#### [WORK INSTRUCTIONS]
Copy everything from the start of these lines down to the line containing "left=132, top=266, right=241, bottom=322", changing "stone wall" to "brick wall" and leaving all else as it is. Leave the pictures out of your answer.

Object detection data
◇ ◇ ◇

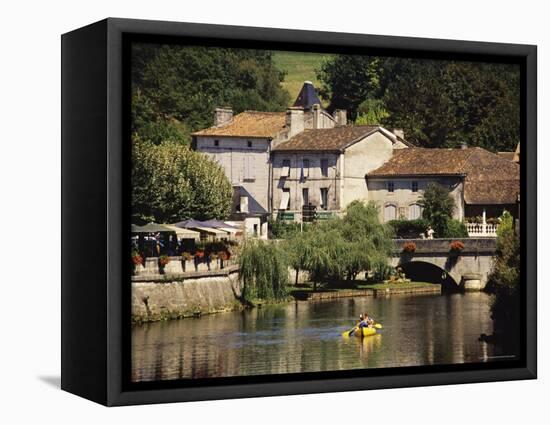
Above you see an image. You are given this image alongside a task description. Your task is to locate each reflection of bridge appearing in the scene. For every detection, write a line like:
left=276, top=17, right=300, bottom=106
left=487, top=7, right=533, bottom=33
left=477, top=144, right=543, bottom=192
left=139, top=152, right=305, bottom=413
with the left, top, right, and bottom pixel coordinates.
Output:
left=391, top=238, right=496, bottom=290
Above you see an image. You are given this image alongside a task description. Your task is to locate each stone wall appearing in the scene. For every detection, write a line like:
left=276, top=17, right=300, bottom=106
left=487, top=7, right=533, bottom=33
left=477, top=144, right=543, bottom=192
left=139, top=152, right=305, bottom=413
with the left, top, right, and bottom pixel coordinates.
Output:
left=134, top=256, right=236, bottom=277
left=132, top=266, right=241, bottom=322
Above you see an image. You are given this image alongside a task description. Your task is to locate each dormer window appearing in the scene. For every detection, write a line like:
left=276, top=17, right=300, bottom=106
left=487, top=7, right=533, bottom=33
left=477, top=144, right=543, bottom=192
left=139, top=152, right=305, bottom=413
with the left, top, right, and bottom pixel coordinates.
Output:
left=281, top=159, right=290, bottom=177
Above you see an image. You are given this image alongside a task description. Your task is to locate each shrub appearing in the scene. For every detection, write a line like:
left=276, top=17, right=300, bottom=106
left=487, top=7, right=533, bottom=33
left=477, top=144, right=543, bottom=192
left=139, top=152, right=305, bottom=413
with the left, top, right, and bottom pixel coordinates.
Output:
left=449, top=241, right=464, bottom=252
left=418, top=183, right=455, bottom=238
left=403, top=242, right=416, bottom=254
left=159, top=255, right=170, bottom=267
left=388, top=218, right=430, bottom=239
left=181, top=252, right=193, bottom=261
left=268, top=219, right=307, bottom=239
left=239, top=240, right=288, bottom=301
left=132, top=252, right=143, bottom=266
left=443, top=220, right=468, bottom=238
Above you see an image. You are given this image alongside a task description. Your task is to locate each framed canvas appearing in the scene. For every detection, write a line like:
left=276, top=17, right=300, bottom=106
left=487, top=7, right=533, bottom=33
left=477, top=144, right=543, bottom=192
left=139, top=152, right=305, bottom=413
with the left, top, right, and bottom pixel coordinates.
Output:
left=61, top=18, right=537, bottom=406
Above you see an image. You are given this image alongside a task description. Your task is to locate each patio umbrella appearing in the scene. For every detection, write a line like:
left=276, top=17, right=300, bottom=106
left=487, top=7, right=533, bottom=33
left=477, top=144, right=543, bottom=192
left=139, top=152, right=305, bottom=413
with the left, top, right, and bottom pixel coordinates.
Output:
left=172, top=218, right=209, bottom=229
left=202, top=220, right=238, bottom=230
left=132, top=223, right=174, bottom=233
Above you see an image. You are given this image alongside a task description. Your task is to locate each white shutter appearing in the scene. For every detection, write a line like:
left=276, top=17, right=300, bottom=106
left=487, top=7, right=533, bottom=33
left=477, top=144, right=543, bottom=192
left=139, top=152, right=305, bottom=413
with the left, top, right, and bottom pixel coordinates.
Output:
left=384, top=205, right=397, bottom=221
left=240, top=196, right=248, bottom=213
left=279, top=191, right=290, bottom=210
left=409, top=204, right=422, bottom=220
left=244, top=156, right=255, bottom=180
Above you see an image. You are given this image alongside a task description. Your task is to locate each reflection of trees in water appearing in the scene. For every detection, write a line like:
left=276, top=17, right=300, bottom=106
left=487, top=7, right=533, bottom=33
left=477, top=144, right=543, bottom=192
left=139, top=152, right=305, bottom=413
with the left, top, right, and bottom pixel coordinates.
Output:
left=132, top=293, right=500, bottom=380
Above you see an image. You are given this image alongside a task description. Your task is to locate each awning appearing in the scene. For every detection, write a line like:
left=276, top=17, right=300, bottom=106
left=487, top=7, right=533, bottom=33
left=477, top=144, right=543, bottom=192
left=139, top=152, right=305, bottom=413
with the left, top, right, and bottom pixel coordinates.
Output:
left=164, top=224, right=201, bottom=241
left=131, top=223, right=174, bottom=233
left=279, top=191, right=290, bottom=210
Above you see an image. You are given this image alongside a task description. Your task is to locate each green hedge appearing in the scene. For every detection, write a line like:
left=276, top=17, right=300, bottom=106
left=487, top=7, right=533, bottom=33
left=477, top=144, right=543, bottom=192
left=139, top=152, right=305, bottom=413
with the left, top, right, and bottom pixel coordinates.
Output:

◇ ◇ ◇

#### [SOLUTION FOR THIS EXERCISE]
Above you see an image. You are given this image alongside a task description. Your task is to locate each reflection of bridge appearing in the scene. For every detection, write a line like:
left=276, top=17, right=300, bottom=106
left=487, top=7, right=533, bottom=33
left=477, top=144, right=543, bottom=192
left=139, top=152, right=305, bottom=413
with the left, top, right, and bottom pixel coordinates.
Output:
left=391, top=238, right=496, bottom=290
Above you see an image. You are given this image alongside a task description. Your task is to locate each brick wall appearing in the scene. For every detection, write a line like:
left=276, top=17, right=300, bottom=106
left=487, top=7, right=533, bottom=33
left=477, top=144, right=543, bottom=192
left=139, top=152, right=305, bottom=413
with the left, top, right, and bottom pixel coordinates.
Output:
left=134, top=256, right=236, bottom=277
left=132, top=266, right=241, bottom=322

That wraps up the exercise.